**Exercise goal:** Nothing but the lines from the line with "Question. The picture above shows the wooden door." through the end of the data is to be copied, and each is to be copied exactly.

Recorded data:
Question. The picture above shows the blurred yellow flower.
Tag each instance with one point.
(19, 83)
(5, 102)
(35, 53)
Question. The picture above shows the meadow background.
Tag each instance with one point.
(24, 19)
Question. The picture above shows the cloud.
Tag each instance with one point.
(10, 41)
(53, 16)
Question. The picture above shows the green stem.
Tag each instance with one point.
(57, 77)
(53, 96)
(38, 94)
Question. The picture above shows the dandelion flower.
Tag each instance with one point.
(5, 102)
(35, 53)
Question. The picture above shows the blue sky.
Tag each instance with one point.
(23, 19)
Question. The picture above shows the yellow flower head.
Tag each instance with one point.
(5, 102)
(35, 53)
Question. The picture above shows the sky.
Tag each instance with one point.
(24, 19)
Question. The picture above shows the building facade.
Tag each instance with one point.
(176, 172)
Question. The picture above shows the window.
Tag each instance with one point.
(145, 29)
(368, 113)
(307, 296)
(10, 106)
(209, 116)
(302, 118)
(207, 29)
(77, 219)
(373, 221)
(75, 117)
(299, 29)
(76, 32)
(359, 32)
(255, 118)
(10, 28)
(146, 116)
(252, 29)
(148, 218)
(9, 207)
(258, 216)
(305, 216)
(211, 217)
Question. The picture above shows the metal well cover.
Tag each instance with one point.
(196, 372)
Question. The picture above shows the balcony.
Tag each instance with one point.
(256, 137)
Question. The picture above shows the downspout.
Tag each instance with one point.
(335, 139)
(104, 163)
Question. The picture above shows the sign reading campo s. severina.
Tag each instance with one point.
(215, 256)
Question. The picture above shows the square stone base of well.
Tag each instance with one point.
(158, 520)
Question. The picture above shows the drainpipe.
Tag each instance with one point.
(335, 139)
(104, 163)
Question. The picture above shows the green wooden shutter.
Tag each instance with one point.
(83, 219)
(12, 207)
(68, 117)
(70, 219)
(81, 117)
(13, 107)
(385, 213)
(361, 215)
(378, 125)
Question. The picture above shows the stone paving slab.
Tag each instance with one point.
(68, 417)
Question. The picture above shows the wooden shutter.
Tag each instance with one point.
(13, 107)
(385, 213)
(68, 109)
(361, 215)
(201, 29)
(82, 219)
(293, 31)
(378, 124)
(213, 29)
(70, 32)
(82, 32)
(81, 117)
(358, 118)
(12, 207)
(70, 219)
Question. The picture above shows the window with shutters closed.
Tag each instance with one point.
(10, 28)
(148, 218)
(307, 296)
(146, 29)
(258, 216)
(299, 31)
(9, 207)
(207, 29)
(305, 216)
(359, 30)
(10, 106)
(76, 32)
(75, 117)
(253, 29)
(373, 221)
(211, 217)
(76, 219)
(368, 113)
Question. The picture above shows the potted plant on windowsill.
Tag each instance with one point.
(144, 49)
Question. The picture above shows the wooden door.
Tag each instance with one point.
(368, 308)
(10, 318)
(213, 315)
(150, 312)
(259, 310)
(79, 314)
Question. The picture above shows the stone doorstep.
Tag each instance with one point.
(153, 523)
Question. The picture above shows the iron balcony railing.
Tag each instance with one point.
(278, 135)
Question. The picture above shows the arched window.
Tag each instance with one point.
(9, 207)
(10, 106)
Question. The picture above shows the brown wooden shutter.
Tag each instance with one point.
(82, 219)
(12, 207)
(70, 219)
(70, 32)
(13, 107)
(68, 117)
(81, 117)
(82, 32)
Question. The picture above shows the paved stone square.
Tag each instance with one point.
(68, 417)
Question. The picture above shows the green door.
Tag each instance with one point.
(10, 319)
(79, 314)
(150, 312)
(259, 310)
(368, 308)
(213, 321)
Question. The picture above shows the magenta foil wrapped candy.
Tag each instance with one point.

**Exercise solution:**
Question. The picture above shows the wooden door.
Tag each instance with one point.
(368, 308)
(10, 318)
(213, 315)
(150, 312)
(259, 310)
(79, 314)
Question. The picture above shows the stone doorstep.
Tag each instance with one point.
(153, 523)
Question. The picture above shows the iron balcony railing.
Tag each instance with one point.
(278, 135)
Question. The picture above shows the arched window.
Tag each instance with one point.
(9, 207)
(10, 106)
Question. The picture above shows the brown wooden shutter.
Tag each instance with one point.
(82, 219)
(12, 207)
(70, 219)
(70, 32)
(13, 107)
(68, 117)
(81, 117)
(82, 32)
Question. The picture above shows the paved stone square.
Tag each instance with one point.
(68, 417)
Question. The picture above shows the green door.
Tag each instance with one point.
(10, 319)
(79, 314)
(150, 312)
(259, 310)
(368, 308)
(213, 321)
Question. The picture above shows the magenta foil wrapped candy.
Tag each instance with one point.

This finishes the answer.